Repeat the lines of the data exactly, from the first one through the one that contains "query | overturned black pot".
##### SUPPLIED RECORDS #####
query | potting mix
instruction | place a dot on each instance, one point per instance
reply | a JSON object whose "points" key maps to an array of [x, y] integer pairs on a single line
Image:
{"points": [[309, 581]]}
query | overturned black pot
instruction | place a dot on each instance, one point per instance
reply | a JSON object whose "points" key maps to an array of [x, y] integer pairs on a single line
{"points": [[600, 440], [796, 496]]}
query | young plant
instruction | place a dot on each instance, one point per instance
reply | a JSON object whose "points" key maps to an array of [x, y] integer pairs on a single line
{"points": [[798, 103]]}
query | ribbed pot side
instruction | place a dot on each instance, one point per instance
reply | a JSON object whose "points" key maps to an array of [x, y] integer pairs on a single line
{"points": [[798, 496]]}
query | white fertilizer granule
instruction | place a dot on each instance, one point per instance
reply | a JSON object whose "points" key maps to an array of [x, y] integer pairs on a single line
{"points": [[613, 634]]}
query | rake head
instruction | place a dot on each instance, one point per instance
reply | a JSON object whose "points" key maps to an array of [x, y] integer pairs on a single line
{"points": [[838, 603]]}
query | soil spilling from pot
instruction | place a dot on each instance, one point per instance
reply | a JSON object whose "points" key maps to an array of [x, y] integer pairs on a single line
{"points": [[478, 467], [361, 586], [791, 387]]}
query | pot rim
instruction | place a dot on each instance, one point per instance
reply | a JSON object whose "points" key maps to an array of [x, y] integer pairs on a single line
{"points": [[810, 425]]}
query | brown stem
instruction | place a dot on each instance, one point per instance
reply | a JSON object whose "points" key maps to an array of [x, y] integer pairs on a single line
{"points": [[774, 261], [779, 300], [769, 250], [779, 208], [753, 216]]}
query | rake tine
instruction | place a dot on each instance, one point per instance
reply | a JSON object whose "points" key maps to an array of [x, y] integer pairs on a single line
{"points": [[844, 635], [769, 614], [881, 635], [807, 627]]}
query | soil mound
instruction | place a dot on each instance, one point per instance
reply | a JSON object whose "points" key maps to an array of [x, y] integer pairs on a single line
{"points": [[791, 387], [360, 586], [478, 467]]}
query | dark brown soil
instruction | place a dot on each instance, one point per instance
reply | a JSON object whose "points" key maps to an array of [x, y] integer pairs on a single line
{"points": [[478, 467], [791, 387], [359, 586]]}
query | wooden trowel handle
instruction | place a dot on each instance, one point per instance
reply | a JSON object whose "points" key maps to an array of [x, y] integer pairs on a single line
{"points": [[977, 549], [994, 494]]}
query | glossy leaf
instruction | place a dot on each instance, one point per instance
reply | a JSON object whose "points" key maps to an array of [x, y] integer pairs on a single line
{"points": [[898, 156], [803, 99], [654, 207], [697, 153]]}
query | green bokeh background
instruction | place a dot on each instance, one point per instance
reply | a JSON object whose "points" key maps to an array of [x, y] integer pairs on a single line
#####
● WRITTEN SOLUTION
query | potting mix
instruction | place a dot on each instance, one point per instance
reply | a JSON object whose "points" key maps to an array of [x, y] integer pairs on a single line
Image:
{"points": [[309, 581]]}
query | overturned black pot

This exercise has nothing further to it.